Passage =
Should it be different? Or can you tell me how do you download the models and in which paths do you store them? By the way the disk /media/kenny/DOSTerabytes is formatted as NTFS because I use dual boot and go back to Windows for work, thanks again for you time.

digitalscream commented 5 months ago

@Hylosium - I'm seeing the exact same problem, it looks like Intel have broken something with their snapshot image updates. I'll investigate and get back to you.

Hylosium commented 5 months ago

@digitalscream Oh okey, I'll wait. Thank you so much :)

digitalscream commented 4 months ago

Hi, @Hylosium - it seems it's not just something broken, they've actually completely changed the structure. You might be better off having a look at the Docker images they provide (eg here: https://github.com/intel-analytics/ipex-llm/tree/main/docker/llm/serving/xpu/docker) to see if you can make it work.

I won't be updating this one, I'm afraid - Intel's break-everything approach to software development means I spend too much time fixing stuff and not enough actually using it. Also, they've ruined the performance with a recent update and broken the fan curves with recent firmware updates which make the cards unusable in Linux, so I don't really have a choice but to get rid of my Arc cards.

Hylosium commented 4 months ago

Oh, what a shame from Intel. Thanks for the information, I'll try to have a look up on it. Do you know any other projects or an easy way to put an Intel Arc to work on LLMs? I bought the Arc especially for this 😂

Thank you for your time, and after your reply I think we can close the issue.

Data to examine =
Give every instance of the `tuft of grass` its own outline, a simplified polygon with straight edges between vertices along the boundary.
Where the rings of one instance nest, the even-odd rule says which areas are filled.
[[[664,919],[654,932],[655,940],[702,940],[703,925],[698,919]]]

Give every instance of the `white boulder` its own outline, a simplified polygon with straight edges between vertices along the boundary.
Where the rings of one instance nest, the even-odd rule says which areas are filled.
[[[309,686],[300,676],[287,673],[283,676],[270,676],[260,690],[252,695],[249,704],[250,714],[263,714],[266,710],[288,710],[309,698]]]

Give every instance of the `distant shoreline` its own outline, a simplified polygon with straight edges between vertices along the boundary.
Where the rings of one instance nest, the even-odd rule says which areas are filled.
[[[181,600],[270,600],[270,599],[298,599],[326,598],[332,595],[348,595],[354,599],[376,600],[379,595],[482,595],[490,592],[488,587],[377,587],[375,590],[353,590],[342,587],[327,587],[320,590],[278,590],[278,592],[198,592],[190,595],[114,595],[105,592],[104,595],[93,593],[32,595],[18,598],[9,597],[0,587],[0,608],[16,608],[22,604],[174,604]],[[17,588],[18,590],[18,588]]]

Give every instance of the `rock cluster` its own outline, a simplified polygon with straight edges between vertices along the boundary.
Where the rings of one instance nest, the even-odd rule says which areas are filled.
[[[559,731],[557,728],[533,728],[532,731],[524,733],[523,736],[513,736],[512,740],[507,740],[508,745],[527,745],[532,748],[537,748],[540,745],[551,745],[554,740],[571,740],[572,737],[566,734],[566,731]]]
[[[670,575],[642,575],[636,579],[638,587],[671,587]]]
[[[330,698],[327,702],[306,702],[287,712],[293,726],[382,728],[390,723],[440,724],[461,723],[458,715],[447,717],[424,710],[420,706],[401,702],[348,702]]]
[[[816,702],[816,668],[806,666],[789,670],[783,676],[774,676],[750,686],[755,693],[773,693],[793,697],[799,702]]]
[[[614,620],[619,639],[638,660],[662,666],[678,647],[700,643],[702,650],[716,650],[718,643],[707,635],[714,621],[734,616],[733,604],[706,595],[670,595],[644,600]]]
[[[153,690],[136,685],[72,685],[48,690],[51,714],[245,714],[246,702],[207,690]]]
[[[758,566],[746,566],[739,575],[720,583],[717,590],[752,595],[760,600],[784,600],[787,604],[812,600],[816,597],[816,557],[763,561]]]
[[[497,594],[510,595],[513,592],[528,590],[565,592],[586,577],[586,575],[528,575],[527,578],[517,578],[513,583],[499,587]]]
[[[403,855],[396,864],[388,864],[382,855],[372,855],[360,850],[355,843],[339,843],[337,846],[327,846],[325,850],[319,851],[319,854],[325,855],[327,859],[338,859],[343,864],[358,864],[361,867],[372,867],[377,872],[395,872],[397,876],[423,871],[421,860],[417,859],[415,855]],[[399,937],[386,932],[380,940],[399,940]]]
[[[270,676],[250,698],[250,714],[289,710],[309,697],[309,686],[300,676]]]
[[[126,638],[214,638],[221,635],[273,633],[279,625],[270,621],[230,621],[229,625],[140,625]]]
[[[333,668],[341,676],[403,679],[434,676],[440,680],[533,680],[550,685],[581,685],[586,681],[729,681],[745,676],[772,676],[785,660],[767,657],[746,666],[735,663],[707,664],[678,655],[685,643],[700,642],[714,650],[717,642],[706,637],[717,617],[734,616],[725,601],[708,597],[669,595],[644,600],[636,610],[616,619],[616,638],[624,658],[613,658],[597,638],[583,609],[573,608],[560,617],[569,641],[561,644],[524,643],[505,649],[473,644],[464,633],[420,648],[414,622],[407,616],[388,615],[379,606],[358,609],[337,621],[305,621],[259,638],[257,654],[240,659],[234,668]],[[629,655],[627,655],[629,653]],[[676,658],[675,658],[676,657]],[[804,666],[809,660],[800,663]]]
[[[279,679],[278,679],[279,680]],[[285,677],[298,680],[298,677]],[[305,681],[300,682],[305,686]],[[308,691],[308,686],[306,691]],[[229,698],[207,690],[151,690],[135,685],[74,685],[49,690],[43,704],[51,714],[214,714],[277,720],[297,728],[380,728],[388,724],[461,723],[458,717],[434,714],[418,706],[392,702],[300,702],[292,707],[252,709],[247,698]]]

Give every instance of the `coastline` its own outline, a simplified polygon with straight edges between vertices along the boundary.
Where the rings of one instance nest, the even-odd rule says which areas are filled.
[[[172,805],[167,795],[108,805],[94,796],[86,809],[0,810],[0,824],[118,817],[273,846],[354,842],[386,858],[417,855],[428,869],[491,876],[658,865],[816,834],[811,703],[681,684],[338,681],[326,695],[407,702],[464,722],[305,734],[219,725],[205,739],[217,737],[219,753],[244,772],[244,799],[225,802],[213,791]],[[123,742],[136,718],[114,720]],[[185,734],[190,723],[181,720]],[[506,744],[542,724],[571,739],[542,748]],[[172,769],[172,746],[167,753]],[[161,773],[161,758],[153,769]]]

Questions on the material =
1. Translate this sentence from the Intel Arc thread into Spanish: "Do you know any other projects or an easy way to put an Intel Arc to work on LLMs?"
2. Write the next part of the Intel Arc thread, picking up after its final comment.

Results =
1. ¿Conoces algún otro proyecto o una forma sencilla de poner una Intel Arc a trabajar con LLM?

2.
digitalscream commented 4 months ago

Yeah, I bought two of them for this.

The easiest way, I think, is to run Ollama. If you look at the ipex_ollama branch in this repo, you'll find a Docker image that I was experimenting with. It gets about 30 tokens/s with Llama 3, which isn't great (although it's still usable). It's certainly a lot less fiddly than using vLLM, and you can easily add open-webui as a second container to talk to it and provide access via a browser. Happy to keep this issue open if you need any help getting that up and running.

EDIT: For what it's worth, though, I decided to splash out and get a 7800 XT (I can't use Nvidia, because I'm on Linux for desktop and their drivers are also awful). Performance is in an entirely different league from the Arc - where the Arc was getting 30t/s, the 7800 XT hits 80-85t/s. It also pretty much just works - you have to use Ubuntu 22.04 as the Docker base image for the easiest way to run ROCm, but apart from that everything works out of the box.